* What the task asks
Needed from the data below: all lines that contain the word "desk".

== Segment start ==

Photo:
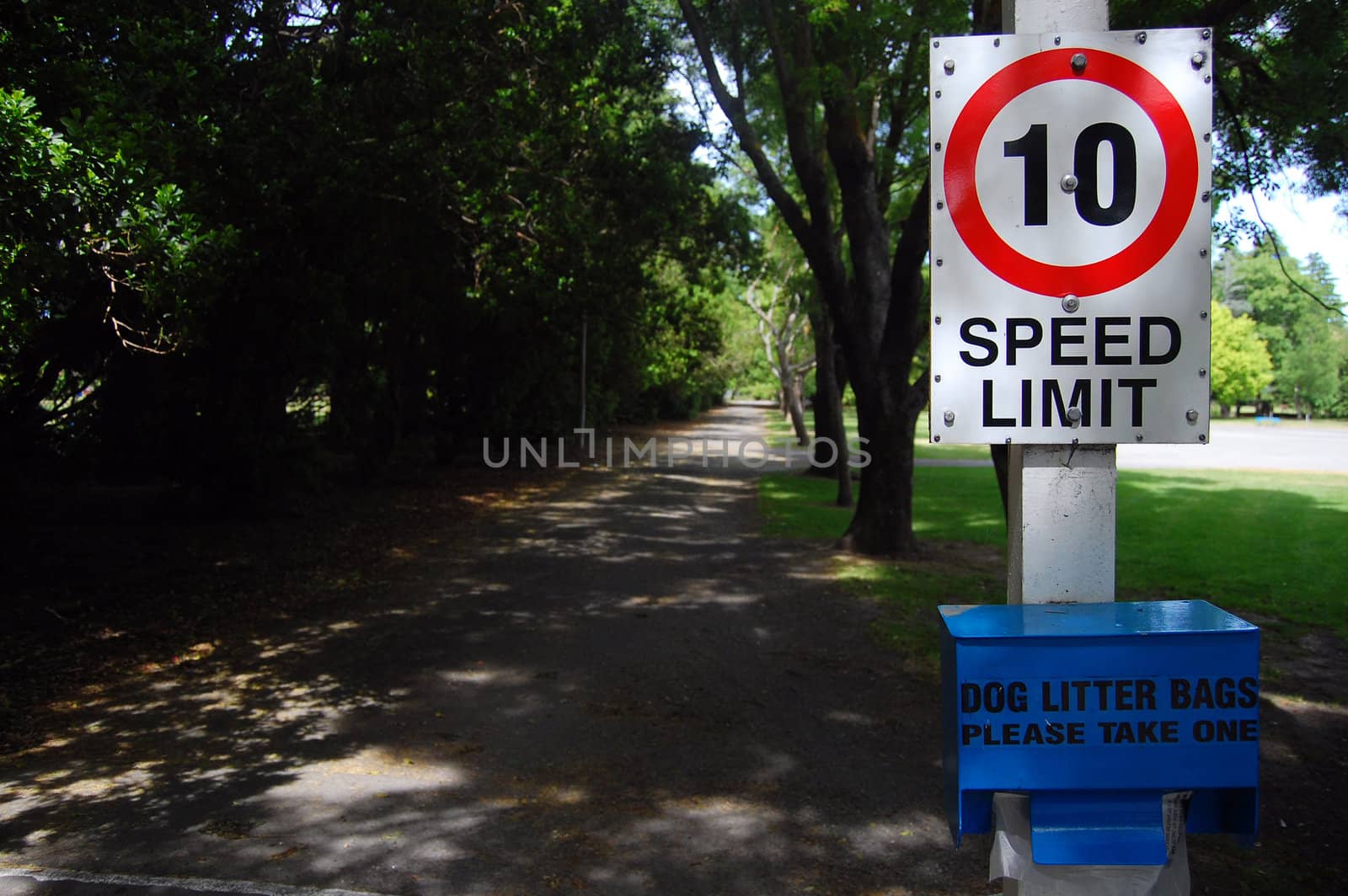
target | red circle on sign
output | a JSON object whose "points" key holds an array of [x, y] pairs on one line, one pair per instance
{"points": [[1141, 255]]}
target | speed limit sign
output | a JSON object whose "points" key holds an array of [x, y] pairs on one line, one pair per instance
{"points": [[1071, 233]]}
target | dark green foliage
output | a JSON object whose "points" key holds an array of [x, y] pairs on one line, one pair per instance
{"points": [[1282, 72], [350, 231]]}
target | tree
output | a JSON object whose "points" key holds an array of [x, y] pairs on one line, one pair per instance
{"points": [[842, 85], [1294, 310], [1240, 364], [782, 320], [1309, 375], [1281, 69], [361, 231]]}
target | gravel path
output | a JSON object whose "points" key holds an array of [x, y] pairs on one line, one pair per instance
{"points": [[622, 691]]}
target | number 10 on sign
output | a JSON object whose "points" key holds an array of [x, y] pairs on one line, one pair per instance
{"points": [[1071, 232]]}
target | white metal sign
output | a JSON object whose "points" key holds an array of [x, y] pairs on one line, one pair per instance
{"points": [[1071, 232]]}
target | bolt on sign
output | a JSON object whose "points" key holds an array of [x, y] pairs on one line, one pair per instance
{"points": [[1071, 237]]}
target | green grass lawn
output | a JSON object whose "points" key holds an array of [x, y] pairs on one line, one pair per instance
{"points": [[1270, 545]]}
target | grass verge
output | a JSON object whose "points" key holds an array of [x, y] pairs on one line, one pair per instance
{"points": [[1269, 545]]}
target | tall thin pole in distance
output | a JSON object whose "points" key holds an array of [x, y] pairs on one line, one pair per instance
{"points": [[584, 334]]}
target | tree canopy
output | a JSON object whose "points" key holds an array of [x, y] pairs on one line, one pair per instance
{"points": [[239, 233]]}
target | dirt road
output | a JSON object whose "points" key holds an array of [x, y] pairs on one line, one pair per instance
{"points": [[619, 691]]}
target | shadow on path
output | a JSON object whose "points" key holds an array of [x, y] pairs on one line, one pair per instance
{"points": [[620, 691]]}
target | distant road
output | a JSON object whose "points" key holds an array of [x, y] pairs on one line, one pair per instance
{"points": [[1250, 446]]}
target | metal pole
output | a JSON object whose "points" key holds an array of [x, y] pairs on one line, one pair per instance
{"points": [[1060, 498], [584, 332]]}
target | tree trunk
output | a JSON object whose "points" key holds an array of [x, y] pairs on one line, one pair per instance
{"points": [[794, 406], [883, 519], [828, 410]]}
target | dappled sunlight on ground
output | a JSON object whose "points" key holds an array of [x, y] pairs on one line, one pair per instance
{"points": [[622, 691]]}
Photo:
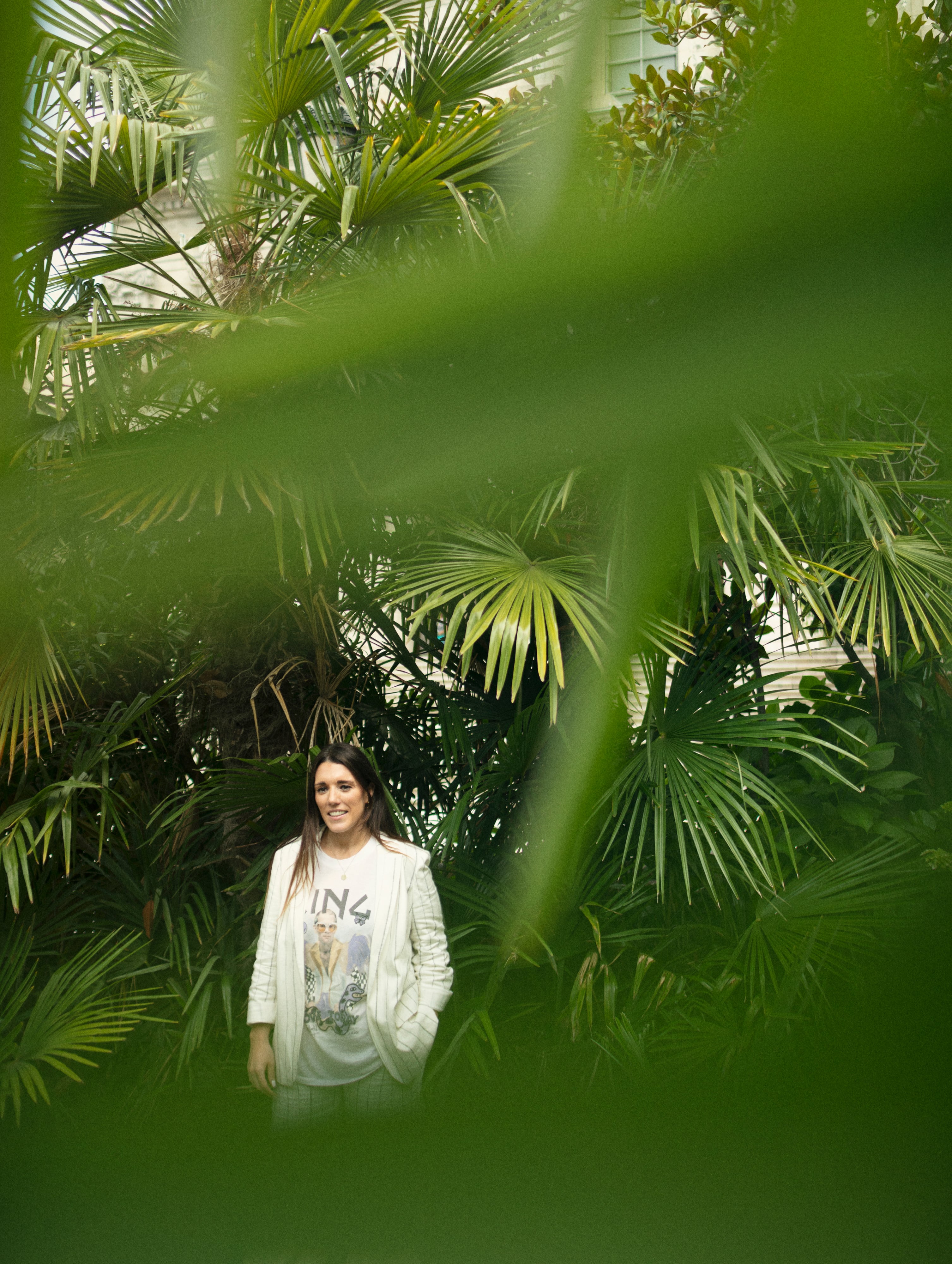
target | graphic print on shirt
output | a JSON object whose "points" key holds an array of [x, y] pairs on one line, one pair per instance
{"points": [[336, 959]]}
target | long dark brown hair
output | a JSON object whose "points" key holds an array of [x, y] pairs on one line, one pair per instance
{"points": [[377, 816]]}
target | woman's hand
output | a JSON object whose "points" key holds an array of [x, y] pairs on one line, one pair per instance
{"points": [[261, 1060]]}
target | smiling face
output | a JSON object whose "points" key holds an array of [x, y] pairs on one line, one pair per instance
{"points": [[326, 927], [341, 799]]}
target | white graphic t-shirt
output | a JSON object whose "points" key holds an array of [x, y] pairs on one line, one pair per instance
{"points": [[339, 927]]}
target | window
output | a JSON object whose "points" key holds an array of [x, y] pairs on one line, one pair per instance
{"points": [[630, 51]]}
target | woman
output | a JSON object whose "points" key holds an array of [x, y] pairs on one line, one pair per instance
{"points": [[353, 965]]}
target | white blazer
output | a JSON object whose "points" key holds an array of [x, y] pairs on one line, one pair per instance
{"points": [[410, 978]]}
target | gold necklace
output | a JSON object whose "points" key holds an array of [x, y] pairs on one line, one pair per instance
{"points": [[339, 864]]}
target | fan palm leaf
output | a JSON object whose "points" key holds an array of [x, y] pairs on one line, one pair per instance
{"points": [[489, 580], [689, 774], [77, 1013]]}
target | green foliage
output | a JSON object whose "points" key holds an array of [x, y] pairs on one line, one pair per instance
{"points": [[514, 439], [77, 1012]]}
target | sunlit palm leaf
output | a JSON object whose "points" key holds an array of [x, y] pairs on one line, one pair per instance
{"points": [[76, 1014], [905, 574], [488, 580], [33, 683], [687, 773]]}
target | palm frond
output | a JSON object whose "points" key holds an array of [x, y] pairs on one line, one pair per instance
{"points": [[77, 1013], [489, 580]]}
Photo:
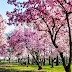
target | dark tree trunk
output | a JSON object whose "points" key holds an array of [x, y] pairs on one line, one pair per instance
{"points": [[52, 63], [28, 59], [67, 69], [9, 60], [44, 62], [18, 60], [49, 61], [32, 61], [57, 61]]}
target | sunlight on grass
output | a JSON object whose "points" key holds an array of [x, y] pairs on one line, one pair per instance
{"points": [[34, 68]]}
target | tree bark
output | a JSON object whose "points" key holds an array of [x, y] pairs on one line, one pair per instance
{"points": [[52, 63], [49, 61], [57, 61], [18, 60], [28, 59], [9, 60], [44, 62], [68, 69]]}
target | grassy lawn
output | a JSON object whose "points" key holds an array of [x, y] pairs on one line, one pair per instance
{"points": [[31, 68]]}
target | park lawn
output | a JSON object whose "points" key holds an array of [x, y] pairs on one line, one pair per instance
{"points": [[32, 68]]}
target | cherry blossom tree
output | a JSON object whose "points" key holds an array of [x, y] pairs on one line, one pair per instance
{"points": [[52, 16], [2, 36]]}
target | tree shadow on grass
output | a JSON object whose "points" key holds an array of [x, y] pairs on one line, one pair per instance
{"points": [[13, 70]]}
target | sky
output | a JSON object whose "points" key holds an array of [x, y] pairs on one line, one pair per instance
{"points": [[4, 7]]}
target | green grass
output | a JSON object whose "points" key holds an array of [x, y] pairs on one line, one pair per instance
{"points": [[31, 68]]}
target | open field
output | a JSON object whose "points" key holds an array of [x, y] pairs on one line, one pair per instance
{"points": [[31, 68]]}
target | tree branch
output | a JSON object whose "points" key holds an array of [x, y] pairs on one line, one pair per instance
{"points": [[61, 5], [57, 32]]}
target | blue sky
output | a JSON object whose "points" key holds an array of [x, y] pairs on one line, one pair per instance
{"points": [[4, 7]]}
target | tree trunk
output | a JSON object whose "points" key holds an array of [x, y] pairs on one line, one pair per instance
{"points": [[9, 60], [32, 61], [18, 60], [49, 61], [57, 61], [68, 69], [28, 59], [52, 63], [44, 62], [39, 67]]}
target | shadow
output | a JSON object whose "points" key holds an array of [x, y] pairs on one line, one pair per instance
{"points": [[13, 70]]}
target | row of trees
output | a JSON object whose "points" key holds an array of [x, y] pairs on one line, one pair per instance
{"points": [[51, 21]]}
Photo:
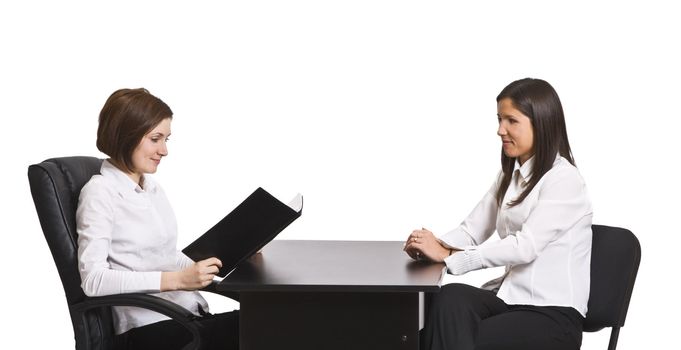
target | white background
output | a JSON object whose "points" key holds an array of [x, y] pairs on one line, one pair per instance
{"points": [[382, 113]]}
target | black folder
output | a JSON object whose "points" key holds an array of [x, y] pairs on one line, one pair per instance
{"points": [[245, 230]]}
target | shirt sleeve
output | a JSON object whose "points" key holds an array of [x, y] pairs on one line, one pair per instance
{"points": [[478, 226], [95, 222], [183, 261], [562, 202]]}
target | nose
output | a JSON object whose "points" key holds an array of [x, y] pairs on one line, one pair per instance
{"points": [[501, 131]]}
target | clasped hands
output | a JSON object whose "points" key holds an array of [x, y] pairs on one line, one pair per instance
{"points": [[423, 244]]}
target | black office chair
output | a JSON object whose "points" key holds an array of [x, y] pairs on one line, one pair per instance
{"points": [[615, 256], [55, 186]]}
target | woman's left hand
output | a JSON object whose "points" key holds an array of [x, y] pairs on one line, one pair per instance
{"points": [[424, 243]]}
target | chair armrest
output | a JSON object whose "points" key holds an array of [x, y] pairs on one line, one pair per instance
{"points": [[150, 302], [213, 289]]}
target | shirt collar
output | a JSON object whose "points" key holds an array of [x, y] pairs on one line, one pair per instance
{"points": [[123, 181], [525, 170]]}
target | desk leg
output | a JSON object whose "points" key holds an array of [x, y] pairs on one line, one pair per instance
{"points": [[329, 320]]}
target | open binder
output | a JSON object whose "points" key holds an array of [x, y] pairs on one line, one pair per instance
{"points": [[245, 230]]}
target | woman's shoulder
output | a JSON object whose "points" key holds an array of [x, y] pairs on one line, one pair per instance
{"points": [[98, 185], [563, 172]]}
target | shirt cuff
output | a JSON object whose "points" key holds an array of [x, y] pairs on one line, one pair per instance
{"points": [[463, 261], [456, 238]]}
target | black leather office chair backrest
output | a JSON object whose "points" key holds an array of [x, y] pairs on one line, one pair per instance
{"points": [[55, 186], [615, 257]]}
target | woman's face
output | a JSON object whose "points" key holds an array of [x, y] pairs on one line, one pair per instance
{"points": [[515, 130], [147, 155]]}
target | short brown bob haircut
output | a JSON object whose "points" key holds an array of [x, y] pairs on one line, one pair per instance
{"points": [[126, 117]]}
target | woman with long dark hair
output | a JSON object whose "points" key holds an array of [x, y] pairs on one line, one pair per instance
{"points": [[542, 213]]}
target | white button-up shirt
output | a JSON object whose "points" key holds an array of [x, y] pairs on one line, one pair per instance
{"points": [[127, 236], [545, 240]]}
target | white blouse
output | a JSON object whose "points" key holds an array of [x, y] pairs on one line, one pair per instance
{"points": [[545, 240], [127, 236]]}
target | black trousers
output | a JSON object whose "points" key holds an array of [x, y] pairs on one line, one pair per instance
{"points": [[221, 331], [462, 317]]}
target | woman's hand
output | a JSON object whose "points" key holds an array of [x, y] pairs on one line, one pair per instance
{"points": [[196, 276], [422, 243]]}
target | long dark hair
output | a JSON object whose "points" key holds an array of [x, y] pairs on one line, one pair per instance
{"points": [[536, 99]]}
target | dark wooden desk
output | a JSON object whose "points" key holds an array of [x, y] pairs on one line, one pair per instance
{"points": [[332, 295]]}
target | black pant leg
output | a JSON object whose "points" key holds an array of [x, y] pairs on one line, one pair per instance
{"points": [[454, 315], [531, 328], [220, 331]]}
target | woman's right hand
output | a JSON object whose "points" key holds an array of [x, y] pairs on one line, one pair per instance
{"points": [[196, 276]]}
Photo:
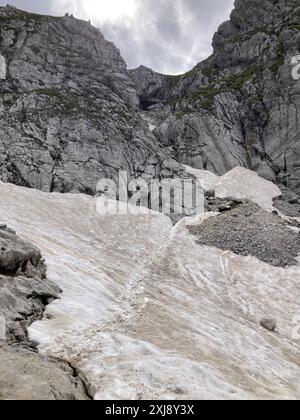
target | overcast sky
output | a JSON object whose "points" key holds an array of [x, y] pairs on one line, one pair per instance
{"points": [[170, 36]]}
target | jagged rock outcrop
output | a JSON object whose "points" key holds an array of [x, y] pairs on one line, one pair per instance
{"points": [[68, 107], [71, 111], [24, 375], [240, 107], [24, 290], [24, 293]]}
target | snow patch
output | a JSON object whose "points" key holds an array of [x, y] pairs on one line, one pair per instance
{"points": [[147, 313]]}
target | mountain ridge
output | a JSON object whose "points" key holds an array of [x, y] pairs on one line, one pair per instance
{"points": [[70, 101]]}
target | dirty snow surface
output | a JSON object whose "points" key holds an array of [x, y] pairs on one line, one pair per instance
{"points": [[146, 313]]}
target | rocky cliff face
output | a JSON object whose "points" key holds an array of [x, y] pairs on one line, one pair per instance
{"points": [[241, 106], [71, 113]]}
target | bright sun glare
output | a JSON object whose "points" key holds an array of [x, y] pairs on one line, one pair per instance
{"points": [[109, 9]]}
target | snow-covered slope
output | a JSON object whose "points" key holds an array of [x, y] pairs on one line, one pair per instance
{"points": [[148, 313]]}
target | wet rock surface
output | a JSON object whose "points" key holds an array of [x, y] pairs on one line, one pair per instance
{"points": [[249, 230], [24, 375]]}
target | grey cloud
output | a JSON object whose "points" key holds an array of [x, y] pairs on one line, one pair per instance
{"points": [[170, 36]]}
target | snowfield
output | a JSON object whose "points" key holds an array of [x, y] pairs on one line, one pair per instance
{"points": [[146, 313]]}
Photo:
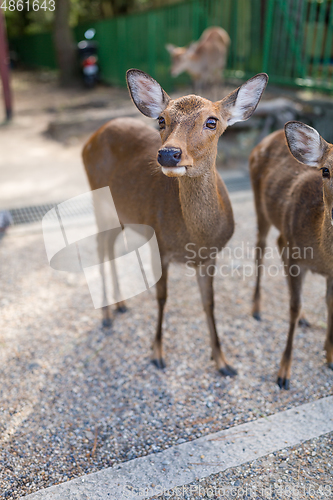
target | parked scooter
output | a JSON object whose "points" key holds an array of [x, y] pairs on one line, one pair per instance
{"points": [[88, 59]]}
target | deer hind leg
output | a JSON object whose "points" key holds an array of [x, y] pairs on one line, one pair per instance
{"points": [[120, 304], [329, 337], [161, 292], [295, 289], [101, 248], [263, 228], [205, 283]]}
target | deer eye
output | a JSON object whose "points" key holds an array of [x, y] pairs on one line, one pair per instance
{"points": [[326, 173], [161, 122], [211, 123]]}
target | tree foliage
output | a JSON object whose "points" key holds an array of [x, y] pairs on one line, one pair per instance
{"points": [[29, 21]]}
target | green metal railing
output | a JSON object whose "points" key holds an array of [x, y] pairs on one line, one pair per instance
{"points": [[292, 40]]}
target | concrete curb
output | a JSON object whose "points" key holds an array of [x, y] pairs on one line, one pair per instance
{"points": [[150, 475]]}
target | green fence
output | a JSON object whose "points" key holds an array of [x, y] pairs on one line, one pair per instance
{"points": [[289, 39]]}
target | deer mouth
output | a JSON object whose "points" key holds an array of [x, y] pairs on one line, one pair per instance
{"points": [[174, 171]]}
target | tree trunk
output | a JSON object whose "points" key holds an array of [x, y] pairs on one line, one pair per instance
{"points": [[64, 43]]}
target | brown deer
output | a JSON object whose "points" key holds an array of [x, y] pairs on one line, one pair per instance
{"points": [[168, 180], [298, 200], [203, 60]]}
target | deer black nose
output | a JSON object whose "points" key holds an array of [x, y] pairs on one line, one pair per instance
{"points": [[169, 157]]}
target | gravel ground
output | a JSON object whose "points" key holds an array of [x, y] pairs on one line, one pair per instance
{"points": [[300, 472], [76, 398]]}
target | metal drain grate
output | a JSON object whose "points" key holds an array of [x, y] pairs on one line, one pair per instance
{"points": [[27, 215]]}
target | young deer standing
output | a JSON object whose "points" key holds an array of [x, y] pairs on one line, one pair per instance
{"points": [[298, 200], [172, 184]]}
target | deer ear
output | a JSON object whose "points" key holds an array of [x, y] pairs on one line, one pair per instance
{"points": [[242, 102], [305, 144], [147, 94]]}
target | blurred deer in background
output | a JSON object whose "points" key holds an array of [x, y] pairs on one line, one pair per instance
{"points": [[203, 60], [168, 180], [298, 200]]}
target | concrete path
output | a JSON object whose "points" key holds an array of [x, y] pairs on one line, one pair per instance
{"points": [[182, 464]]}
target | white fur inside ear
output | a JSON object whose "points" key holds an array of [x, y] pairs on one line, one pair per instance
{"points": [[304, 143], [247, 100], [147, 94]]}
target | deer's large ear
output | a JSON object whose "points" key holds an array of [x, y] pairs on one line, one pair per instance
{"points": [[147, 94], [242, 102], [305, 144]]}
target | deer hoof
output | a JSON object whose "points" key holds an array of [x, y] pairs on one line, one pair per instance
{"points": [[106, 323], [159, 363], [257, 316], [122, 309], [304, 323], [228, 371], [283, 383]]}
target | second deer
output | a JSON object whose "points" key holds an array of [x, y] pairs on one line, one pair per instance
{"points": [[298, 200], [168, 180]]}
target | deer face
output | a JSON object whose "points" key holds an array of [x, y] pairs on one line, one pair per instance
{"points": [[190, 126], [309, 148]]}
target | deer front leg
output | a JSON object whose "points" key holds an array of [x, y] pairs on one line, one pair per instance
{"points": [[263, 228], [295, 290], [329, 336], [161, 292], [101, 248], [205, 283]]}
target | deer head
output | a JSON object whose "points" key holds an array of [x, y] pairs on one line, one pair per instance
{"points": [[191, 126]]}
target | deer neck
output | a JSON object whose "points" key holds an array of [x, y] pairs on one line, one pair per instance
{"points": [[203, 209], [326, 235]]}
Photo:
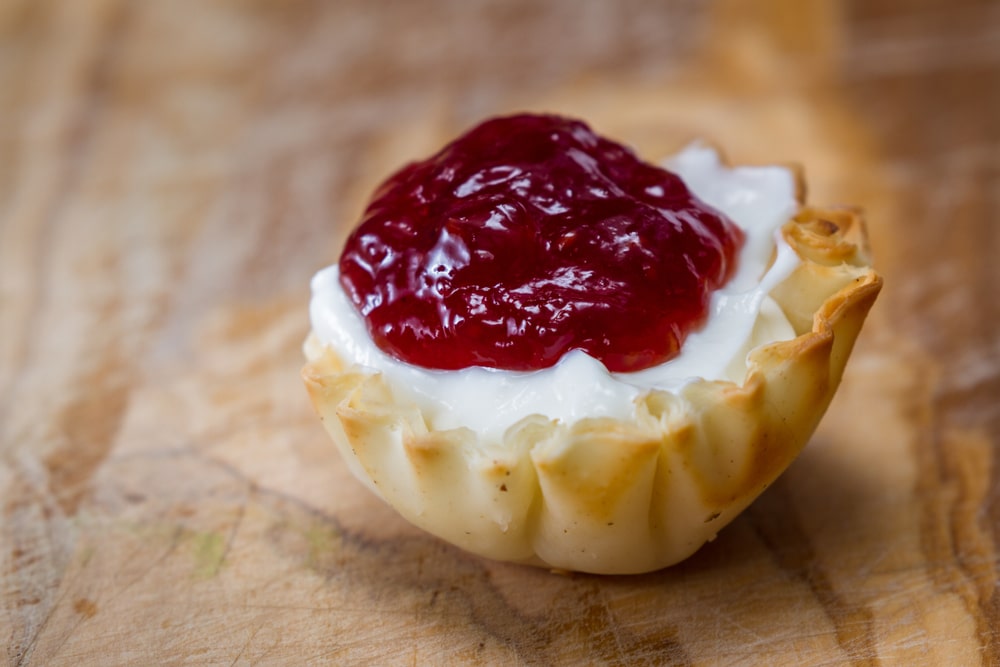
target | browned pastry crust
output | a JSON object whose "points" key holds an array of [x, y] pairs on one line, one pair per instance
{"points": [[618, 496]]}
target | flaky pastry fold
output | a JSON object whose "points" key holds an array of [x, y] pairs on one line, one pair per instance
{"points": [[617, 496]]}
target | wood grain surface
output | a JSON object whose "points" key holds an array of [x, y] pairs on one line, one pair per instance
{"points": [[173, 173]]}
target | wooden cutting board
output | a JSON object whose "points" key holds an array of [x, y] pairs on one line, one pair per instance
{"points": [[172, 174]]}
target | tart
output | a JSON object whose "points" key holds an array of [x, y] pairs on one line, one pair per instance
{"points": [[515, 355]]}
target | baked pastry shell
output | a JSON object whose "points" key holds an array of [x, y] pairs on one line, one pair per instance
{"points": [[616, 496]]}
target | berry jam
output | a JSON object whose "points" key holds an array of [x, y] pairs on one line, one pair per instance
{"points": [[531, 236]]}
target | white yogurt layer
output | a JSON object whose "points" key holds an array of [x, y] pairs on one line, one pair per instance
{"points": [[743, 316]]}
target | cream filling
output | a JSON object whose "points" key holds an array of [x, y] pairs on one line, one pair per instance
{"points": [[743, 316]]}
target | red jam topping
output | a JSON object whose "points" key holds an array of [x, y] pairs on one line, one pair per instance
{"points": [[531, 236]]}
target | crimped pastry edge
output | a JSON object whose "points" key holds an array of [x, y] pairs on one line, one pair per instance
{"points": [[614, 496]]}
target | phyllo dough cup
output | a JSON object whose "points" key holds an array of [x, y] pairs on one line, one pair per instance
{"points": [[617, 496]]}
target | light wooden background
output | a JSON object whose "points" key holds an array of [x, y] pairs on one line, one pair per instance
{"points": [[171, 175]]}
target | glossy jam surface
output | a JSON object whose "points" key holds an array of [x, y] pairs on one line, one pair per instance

== Segment end ==

* Response to the task
target | desk leg
target | dark wooden desk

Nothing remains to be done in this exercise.